#### Task:
Could you output, word for word, the lines in the items below, starting at the line containing "Target: beige wall" and ending at the line containing "[(407, 316), (451, 333), (329, 367), (291, 378), (426, 312)]", with both of those lines included?

Data records
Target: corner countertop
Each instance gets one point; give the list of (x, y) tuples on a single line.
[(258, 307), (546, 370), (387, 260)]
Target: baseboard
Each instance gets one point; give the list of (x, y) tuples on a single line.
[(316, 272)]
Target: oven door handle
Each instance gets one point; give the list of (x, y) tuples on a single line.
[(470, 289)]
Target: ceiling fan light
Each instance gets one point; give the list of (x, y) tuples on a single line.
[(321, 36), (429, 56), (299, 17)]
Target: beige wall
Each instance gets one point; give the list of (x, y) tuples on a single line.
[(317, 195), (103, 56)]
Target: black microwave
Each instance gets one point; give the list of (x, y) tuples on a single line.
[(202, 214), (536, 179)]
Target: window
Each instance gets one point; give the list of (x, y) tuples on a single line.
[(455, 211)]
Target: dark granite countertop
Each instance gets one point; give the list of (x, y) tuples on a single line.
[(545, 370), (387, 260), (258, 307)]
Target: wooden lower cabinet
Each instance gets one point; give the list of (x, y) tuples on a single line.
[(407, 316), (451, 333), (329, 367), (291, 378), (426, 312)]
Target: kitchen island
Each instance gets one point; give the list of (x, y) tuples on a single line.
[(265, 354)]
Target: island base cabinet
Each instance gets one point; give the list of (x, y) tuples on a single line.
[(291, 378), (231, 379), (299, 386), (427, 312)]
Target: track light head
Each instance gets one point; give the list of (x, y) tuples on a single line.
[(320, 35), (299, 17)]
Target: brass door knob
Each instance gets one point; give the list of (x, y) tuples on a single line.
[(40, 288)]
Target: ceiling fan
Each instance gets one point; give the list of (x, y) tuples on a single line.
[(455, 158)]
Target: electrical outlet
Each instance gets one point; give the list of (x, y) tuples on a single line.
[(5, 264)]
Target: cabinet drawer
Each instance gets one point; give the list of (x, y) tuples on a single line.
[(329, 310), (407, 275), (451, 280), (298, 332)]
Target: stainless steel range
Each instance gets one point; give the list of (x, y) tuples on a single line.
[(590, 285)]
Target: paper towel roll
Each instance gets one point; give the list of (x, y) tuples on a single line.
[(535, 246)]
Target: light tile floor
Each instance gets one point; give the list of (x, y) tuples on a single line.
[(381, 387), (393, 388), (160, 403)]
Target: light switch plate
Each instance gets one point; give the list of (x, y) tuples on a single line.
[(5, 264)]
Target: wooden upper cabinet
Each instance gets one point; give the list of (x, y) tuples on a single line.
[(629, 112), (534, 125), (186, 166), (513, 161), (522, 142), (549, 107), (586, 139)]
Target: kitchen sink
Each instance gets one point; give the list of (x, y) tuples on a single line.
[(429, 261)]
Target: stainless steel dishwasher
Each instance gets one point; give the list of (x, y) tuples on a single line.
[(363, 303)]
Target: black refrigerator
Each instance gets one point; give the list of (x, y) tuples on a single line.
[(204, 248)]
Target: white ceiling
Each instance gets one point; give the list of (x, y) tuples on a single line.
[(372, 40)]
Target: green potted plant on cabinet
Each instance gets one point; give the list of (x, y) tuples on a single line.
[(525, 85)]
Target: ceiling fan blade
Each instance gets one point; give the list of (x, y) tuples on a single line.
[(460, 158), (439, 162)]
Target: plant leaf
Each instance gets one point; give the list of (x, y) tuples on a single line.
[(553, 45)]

#### Finished exercise:
Target: beige wall
Each instance gets one point; give the list of (x, y) tuples on a single line.
[(317, 195), (103, 56)]
Target: black microwave
Each instance gets one point; give the list of (x, y) tuples on a single line.
[(202, 214), (536, 179)]
Target: window
Each instance gets one point; give the list of (x, y) tuples on a single line.
[(455, 211)]
Target: dark granite countertop
Each instance gets one point; give the list of (x, y) tuples on a single line.
[(545, 370), (387, 260), (258, 307)]
Target: wooden lower cabinet
Each instance gets one point; give the list of (x, y) tuples on a single line.
[(407, 316), (451, 333), (329, 367), (291, 378), (426, 312)]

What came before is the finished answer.